* **ASSIGNED TASK**:
Restate each of the lines below word for word and drop every picture.

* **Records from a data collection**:
-- -- --

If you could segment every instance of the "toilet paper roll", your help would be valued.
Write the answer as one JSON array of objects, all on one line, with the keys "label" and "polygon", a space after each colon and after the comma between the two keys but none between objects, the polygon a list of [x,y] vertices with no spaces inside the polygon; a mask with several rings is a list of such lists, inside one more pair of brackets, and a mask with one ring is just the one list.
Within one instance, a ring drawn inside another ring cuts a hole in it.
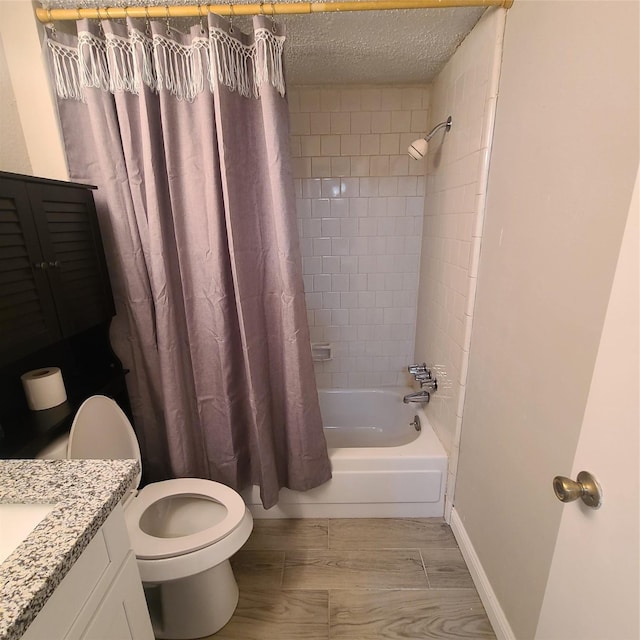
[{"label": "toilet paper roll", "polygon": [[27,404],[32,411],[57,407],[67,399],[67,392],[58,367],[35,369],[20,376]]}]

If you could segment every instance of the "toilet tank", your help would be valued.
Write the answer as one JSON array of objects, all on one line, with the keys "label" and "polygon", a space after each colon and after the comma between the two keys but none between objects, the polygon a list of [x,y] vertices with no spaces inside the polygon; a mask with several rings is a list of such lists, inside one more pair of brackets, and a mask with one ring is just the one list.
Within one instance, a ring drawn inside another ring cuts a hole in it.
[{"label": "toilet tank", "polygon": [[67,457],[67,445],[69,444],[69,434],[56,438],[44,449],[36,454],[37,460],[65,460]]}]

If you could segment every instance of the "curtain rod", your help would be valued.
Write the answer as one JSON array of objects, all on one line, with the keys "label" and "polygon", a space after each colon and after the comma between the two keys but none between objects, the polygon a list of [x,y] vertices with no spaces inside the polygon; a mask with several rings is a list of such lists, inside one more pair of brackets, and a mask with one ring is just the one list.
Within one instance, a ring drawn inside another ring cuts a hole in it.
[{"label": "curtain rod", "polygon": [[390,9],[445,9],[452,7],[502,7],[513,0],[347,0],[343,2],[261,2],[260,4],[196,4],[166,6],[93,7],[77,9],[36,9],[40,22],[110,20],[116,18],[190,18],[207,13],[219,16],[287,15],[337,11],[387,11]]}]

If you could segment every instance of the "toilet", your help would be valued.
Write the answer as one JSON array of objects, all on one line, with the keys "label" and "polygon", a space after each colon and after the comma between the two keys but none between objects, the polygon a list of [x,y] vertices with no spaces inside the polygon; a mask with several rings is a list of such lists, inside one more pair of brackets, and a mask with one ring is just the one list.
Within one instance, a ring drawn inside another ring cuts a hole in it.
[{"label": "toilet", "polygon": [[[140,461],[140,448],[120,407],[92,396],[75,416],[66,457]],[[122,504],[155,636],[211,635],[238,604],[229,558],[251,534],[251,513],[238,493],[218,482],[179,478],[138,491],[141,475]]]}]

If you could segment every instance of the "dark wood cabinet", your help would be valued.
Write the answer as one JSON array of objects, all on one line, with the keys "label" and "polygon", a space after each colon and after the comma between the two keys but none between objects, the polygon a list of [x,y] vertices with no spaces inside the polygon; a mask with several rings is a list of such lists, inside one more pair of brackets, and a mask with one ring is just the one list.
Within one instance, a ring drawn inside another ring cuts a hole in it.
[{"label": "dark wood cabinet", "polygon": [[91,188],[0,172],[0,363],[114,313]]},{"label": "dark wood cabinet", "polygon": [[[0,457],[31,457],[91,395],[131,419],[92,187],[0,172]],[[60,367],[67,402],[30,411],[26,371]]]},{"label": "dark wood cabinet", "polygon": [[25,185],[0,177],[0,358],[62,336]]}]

-- -- --

* **TASK RESULT**:
If you could segment every instance of the "toilet paper roll", your help would be valued.
Write the answer as one JSON array of objects, all on one line, with the keys "label" and "polygon", a space after each colon and after the comma between the two keys but none between objects, the polygon a list of [x,y] vertices with no spaces inside the polygon; a mask with several rings is a list of such lists, inside one more pair of brackets, and a mask with one ring is just the one list.
Within one instance, a ring drawn inside another ring cuts a hole in it.
[{"label": "toilet paper roll", "polygon": [[27,404],[32,411],[57,407],[67,399],[67,392],[58,367],[35,369],[20,376]]}]

If you could segment every instance of the "toilet tank", your help would be valued.
Write the answer as one JSON array of objects, all on one line, with the keys "label" and "polygon", a space after each colon and after the comma between the two keys but none between objects, the polygon a list of [x,y] vertices with no spaces inside the polygon; a mask with several rings is a list of such lists, inside one more pair of brackets, and a mask with one ring is just the one list.
Within one instance, a ring drawn inside another ring cuts a hole in it.
[{"label": "toilet tank", "polygon": [[67,457],[67,445],[69,444],[69,434],[56,438],[44,449],[36,454],[37,460],[65,460]]}]

If you could segment every instance of the "curtain rod", your help would be valued.
Write the answer as one JSON array of objects, all on one line, with the keys "label" and "polygon", a space after each colon and after the comma between the two keys but none between objects, the polygon a list of [x,y] vertices with no spaces inside the polygon; a mask with several rings is a list of such lists, inside one more pair of brackets, and a mask with one ring is just the one list.
Within one instance, a ring drawn inside another ring cuts a hole in it.
[{"label": "curtain rod", "polygon": [[390,9],[445,9],[452,7],[502,7],[513,0],[347,0],[343,2],[261,2],[260,4],[196,4],[166,6],[93,7],[77,9],[36,9],[40,22],[110,20],[116,18],[190,18],[207,13],[219,16],[287,15],[337,11],[387,11]]}]

If you could segment every instance of the "toilet", your help would be valued.
Write the answer as one JSON array of objects, all on one line, with the keys "label" and "polygon", a space after each colon and after the comma between the two keys but none between objects, the polygon a list of [x,y] vertices with no spaces inside the polygon; a mask with several rings is a list of such lists, inside one more pair of brackets, and a mask with one ring is just the one list.
Within one instance, a ring drawn inside another ring cuts a hole in it.
[{"label": "toilet", "polygon": [[[140,461],[140,448],[120,407],[92,396],[75,416],[66,457]],[[122,504],[155,636],[211,635],[238,604],[229,558],[251,534],[251,513],[238,493],[218,482],[179,478],[138,491],[141,475]]]}]

If you could segment every instance of the "dark wood cabinet", your help would be valued.
Write the answer as one JSON array of objects, all on one line, with the keys "label" and "polygon", a space after each colon and after the comma between the two keys but none between objects, the polygon a list of [x,y] vertices with no spaces inside the polygon; a mask with several rings is a list of such lists, inside one more pair of brackets, and a mask with one ring is just the one list.
Within one instance, a ring drawn inside another ring cuts a hole in it.
[{"label": "dark wood cabinet", "polygon": [[91,188],[0,172],[0,363],[114,313]]},{"label": "dark wood cabinet", "polygon": [[[0,457],[31,457],[91,395],[131,419],[92,187],[0,172]],[[60,367],[67,402],[30,411],[26,371]]]},{"label": "dark wood cabinet", "polygon": [[25,185],[0,177],[0,358],[62,336]]}]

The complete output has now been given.